------ TASK DATA ------

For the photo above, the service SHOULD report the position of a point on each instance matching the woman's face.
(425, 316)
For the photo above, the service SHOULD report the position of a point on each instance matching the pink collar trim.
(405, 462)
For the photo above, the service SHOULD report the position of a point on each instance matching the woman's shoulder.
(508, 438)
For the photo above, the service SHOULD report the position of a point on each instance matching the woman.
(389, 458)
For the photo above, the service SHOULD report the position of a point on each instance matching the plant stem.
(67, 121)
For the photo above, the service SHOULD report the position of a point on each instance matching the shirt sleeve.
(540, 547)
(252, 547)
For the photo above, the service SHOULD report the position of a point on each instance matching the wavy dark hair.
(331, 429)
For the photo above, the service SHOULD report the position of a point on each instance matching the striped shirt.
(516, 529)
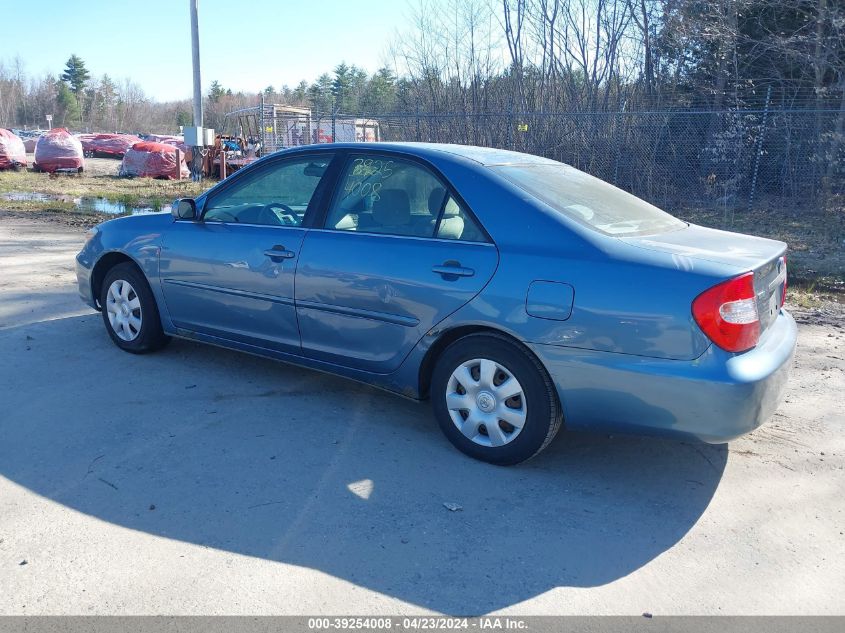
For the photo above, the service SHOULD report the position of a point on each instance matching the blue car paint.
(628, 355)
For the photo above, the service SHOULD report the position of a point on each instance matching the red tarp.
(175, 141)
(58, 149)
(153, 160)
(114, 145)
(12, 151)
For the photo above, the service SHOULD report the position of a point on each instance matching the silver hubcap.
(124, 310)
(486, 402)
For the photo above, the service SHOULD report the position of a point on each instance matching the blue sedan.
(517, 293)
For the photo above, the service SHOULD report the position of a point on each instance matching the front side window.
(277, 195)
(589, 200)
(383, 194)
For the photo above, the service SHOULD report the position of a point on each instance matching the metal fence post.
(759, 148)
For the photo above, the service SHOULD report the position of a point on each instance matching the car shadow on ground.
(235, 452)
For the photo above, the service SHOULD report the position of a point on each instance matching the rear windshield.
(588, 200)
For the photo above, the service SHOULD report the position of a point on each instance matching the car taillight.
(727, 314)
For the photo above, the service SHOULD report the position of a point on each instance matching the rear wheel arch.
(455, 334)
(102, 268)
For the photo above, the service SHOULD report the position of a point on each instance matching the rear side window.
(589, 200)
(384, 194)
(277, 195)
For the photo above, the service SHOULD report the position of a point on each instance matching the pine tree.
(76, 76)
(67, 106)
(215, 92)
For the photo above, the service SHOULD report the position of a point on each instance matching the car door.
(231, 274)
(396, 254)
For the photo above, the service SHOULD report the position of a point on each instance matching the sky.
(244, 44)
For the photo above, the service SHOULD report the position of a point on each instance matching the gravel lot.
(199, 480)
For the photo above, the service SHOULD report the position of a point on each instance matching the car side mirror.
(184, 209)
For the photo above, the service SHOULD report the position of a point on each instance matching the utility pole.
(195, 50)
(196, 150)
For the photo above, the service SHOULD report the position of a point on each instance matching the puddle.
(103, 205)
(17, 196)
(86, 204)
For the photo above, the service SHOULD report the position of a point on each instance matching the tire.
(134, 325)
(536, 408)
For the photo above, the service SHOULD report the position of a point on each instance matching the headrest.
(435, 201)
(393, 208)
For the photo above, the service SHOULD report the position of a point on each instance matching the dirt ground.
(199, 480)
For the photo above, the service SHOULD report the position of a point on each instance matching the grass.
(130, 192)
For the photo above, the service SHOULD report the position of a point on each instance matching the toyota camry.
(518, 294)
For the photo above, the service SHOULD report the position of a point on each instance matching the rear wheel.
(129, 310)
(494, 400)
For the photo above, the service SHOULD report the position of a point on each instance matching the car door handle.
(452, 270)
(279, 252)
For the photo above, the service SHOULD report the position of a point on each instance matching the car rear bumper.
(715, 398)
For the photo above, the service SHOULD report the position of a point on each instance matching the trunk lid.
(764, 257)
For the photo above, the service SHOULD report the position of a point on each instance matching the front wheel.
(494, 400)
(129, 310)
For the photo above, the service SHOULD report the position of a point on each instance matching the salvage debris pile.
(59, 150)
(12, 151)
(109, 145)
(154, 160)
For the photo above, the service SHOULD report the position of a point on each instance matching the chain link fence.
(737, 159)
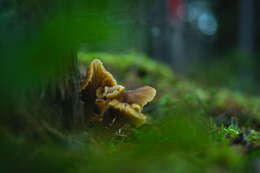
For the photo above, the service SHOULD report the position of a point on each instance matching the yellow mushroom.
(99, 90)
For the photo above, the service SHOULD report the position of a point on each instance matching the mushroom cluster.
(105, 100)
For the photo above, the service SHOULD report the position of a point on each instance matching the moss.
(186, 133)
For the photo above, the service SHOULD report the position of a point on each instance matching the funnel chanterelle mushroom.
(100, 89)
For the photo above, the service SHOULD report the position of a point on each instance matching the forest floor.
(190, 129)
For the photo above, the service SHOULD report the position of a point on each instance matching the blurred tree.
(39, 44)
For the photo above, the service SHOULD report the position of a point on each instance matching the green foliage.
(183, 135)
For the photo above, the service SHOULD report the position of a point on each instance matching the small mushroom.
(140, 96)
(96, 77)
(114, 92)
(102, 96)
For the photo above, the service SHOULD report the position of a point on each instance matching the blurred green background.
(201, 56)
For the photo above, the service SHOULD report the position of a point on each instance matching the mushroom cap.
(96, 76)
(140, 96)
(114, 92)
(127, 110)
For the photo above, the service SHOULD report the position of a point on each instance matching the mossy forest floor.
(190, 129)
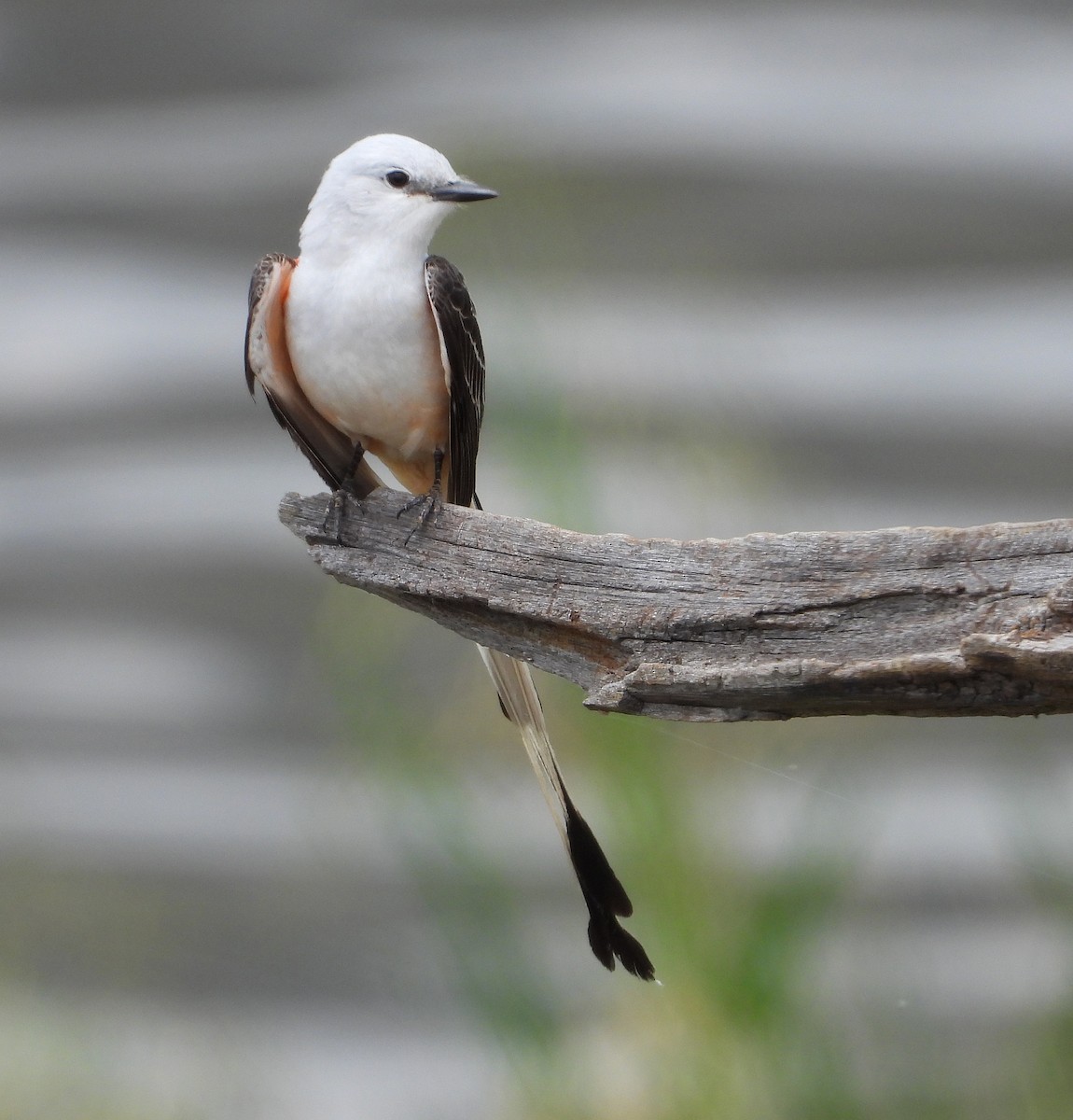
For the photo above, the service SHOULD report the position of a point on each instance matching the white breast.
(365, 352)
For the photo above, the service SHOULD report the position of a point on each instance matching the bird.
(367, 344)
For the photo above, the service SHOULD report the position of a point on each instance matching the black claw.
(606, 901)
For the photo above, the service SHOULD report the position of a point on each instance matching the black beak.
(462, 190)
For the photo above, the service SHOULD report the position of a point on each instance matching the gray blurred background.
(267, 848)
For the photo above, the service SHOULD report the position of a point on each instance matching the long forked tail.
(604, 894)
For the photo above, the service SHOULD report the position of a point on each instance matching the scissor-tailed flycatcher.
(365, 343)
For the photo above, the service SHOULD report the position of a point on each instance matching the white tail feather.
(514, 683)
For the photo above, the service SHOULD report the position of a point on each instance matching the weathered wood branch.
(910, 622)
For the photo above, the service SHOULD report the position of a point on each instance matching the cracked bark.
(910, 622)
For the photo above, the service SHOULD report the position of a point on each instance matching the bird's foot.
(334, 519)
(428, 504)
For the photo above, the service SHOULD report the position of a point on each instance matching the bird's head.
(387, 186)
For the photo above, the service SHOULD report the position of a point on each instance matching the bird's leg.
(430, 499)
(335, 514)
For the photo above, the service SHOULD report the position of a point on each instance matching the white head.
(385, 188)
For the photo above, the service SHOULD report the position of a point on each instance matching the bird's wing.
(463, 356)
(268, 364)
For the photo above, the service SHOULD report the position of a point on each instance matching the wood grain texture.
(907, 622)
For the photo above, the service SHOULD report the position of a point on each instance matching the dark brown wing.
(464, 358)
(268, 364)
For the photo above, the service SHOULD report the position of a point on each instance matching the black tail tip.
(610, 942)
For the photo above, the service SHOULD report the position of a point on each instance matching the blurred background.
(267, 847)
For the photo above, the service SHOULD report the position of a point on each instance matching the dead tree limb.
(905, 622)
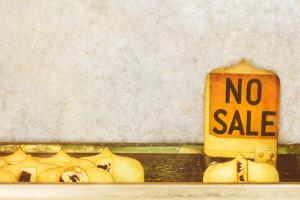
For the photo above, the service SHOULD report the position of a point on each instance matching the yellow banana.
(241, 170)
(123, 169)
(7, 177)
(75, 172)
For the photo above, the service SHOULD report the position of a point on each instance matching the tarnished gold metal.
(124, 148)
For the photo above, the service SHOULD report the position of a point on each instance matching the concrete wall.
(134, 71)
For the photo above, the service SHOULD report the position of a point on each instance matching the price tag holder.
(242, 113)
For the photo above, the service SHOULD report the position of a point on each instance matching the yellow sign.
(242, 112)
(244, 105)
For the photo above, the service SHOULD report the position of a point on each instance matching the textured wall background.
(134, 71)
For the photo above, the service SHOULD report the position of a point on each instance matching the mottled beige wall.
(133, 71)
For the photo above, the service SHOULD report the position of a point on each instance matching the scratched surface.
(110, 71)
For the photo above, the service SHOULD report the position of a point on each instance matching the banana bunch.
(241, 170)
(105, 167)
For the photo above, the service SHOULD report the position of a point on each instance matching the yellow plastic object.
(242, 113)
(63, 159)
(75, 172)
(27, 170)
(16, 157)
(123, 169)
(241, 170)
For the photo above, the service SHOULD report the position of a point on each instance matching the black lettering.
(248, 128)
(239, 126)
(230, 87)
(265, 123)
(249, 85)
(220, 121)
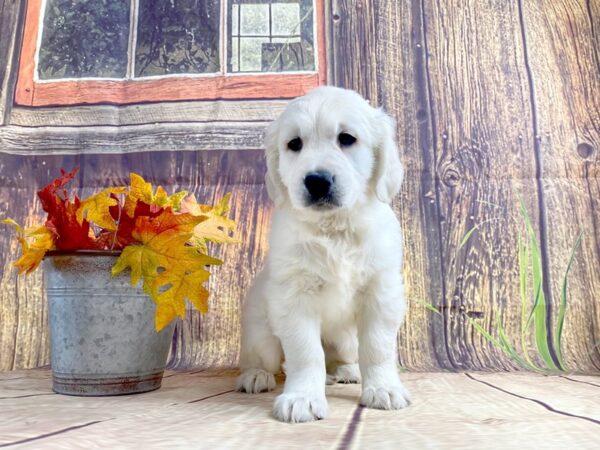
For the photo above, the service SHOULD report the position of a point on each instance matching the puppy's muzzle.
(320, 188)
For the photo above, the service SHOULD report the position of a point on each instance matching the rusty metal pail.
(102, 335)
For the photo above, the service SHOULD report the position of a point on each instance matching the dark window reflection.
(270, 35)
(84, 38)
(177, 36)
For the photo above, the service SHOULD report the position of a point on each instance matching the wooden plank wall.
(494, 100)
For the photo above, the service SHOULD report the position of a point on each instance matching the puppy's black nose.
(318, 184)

------

"rusty metal pail." marks the first line to print; reproduce that line and every line after it through the end of the listing above.

RESULT BELOW
For the photo above, the service SHOULD report the position of a point on each instance matching the rusty metal pail.
(102, 335)
For the photo above, the service SHOULD report the position of a point on each instance matching the dark window reflection.
(270, 35)
(84, 38)
(177, 36)
For the photo above, the service SHOULD report the position of a point on each instance matching the wooden plank wall.
(494, 100)
For the photo above, the service SHOULD report the position of a point on each instance matching the puppy's black nose.
(318, 184)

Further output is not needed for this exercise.